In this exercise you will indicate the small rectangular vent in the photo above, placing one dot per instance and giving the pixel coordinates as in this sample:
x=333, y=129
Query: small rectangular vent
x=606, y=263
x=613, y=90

> _What to do_
Reproduce each line of the entries above word for word.

> _Output for this exercise_
In this exercise you will indicate the small rectangular vent in the photo above, placing one dot per instance and giving the pixel coordinates as in this sample:
x=333, y=129
Query: small rectangular vent
x=606, y=263
x=613, y=90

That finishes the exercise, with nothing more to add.